- [PROBLEM TO SOLVE] Copy these rows word for word, from the very first line through the line that contains "column 201, row 193", with that line included.
______
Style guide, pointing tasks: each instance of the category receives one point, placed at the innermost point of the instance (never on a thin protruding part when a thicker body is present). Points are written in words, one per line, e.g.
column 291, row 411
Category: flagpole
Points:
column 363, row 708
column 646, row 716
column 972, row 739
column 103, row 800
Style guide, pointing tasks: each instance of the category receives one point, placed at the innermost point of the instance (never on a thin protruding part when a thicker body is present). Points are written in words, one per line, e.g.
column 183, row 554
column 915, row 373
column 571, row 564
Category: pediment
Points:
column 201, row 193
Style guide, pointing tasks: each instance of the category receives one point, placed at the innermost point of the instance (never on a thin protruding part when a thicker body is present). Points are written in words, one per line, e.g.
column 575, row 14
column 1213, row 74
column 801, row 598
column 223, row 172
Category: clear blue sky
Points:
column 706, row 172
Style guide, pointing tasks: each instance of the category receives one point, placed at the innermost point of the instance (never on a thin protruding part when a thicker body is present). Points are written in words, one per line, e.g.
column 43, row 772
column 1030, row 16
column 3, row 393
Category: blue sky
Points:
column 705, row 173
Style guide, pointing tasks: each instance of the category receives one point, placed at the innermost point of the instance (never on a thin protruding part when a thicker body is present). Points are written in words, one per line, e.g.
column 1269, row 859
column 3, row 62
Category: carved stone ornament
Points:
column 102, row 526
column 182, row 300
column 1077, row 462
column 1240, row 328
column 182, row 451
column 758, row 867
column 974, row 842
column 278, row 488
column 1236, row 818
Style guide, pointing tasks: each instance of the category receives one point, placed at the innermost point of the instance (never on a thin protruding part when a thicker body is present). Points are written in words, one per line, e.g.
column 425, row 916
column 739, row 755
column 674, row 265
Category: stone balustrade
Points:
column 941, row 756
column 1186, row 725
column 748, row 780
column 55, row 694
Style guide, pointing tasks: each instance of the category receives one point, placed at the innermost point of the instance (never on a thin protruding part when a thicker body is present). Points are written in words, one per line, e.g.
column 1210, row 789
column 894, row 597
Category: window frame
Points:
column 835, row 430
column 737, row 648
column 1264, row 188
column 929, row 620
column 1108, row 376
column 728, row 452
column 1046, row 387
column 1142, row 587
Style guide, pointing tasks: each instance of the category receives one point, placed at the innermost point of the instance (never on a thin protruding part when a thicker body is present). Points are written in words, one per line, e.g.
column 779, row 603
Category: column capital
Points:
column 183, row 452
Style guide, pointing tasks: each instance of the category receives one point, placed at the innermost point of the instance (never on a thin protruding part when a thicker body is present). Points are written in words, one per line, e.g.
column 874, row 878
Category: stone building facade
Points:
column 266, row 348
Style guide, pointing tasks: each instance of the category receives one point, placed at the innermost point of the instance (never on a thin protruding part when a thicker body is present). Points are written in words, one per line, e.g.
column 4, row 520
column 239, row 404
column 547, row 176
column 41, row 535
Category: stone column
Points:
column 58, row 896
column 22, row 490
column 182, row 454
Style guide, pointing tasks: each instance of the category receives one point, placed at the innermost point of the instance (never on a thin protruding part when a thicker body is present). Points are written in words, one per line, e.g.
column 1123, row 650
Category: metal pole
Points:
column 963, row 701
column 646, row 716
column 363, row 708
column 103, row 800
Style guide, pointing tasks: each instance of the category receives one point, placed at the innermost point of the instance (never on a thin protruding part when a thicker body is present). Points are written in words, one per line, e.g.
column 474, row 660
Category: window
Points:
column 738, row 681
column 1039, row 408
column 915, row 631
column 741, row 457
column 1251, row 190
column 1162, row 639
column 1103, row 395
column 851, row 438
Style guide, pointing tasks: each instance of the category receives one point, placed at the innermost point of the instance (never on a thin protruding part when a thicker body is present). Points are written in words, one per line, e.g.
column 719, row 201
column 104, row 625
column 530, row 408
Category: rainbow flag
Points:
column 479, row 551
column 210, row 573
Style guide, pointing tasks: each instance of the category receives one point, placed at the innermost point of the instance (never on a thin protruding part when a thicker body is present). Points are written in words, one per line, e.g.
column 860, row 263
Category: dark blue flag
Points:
______
- [COMPLETED TASK]
Style guide, pointing tasks: each instance of the category receives one point, placed at the innermost point of the instance (never on a thin protruding part when a thicker body is present). Points are written in words, one per line, e.g.
column 291, row 411
Category: flagpole
Points:
column 363, row 708
column 646, row 716
column 972, row 739
column 103, row 800
Style guide, pointing tasks: each instance of the category receives one point, placed at the innermost point of the instance (never on a thin protruding part when a thicker body is present). Points are written in words, one per line, e.g.
column 183, row 554
column 915, row 373
column 571, row 564
Category: pediment
Points:
column 201, row 193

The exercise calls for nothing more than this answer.